▸ **Brief**: In the records below, find the line containing "Could you point to the dark trousers". Restate it and all the lines after it exactly, and omit the rest.

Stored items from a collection
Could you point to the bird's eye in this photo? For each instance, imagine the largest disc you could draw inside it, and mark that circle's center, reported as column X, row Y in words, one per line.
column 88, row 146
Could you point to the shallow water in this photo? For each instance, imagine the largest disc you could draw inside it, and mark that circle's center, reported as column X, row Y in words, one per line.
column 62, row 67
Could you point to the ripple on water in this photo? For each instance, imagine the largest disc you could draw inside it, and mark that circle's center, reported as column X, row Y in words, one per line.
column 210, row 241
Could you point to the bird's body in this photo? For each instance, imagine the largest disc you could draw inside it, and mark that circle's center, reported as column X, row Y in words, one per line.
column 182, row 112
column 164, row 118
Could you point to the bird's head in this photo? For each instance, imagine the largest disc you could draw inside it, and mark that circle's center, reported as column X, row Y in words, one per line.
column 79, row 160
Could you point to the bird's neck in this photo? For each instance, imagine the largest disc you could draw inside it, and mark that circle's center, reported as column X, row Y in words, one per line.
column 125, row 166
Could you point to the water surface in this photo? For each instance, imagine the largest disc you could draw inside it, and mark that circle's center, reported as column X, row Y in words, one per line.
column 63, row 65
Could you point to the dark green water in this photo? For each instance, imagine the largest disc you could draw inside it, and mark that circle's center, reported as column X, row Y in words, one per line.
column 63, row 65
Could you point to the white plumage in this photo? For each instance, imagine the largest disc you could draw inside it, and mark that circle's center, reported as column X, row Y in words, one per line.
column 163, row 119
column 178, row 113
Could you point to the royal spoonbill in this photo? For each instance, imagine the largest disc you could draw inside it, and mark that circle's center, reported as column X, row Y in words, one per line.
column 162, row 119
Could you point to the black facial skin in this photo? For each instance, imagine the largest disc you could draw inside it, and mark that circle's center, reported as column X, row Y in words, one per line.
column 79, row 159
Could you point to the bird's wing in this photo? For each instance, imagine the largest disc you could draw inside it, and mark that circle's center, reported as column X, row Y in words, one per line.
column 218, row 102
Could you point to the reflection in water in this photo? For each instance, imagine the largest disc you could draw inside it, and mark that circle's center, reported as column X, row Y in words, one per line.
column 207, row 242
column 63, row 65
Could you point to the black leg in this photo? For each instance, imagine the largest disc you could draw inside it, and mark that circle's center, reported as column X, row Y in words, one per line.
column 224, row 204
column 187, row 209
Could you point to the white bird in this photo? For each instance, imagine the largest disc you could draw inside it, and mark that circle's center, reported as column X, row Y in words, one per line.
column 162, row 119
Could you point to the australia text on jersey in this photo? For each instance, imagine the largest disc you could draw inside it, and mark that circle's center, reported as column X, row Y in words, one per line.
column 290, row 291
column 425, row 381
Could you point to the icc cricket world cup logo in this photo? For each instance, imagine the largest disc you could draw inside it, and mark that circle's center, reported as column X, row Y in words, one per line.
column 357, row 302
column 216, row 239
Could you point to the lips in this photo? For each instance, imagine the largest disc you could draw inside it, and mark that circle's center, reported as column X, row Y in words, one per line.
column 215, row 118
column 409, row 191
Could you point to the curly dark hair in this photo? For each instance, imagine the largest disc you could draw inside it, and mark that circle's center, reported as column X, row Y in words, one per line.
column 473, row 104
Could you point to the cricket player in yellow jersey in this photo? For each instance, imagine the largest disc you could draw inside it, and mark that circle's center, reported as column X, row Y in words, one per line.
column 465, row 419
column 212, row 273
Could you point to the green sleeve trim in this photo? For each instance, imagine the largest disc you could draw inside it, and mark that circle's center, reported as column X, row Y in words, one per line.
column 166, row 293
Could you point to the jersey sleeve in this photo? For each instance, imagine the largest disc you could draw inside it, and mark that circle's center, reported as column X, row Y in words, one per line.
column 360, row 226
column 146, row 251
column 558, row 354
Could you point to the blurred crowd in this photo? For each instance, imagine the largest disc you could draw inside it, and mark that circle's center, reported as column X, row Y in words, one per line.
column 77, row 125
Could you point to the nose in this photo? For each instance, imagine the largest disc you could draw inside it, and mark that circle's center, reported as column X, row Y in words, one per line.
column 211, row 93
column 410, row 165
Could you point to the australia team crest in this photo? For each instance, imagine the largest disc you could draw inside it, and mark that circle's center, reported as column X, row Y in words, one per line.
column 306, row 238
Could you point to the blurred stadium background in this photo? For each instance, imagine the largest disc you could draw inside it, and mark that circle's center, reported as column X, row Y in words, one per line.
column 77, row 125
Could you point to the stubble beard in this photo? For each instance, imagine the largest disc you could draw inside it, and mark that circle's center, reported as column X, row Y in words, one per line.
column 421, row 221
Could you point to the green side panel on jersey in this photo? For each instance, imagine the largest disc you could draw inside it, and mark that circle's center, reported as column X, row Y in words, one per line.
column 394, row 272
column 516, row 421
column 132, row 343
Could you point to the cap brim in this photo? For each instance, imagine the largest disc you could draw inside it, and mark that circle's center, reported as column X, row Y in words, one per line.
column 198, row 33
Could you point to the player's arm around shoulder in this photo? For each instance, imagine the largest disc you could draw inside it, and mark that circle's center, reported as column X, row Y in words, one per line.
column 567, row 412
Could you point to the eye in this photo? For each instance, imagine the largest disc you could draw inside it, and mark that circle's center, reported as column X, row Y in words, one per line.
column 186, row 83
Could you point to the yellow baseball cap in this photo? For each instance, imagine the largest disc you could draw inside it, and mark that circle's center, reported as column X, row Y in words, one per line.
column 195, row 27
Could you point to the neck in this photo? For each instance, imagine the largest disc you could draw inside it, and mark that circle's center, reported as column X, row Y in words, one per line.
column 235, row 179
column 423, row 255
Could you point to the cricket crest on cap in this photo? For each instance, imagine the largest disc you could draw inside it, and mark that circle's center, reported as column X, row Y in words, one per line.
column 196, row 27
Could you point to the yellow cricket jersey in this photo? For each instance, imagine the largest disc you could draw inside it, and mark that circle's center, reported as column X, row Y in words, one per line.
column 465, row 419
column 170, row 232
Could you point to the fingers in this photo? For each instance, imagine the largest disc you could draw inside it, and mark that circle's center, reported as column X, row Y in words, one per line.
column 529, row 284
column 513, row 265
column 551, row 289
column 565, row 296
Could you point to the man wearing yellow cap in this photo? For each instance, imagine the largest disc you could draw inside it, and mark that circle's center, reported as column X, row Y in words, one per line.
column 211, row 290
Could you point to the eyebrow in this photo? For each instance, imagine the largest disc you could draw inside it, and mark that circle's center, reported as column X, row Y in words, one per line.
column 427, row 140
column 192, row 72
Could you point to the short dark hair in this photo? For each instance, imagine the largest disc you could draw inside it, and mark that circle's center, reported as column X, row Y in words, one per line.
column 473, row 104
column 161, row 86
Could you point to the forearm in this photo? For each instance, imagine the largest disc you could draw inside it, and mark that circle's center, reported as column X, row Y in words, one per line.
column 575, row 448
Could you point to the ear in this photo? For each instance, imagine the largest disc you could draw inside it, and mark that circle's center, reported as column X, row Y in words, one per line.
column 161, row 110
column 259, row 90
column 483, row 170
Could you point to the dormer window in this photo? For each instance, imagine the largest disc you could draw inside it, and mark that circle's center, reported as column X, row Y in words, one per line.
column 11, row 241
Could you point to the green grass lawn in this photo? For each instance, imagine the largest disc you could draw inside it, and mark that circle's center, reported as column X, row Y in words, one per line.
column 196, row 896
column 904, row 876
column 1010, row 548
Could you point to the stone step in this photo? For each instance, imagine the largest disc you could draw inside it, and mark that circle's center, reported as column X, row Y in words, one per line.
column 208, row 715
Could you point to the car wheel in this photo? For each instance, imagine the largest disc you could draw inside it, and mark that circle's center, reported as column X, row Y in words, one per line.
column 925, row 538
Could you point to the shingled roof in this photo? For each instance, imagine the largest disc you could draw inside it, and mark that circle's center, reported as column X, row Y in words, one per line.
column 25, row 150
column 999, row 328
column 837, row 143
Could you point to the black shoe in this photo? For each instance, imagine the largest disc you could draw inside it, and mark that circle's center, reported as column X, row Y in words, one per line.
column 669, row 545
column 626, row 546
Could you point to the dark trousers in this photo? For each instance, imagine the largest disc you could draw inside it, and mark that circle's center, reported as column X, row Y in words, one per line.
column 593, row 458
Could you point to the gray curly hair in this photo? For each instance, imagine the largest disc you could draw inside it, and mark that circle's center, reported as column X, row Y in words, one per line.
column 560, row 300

▸ **Solution to the problem**:
Could you point to the dark trousers in this photo? For each instance, imagine the largest disc you could draw inside it, and mark that circle's center, reported as column X, row Y in words, one per line.
column 593, row 458
Could you point to the gray curly hair in this photo? For each instance, imagine the largest disc you could draw inside it, and mark that circle's center, reported as column X, row Y in words, one per line.
column 560, row 300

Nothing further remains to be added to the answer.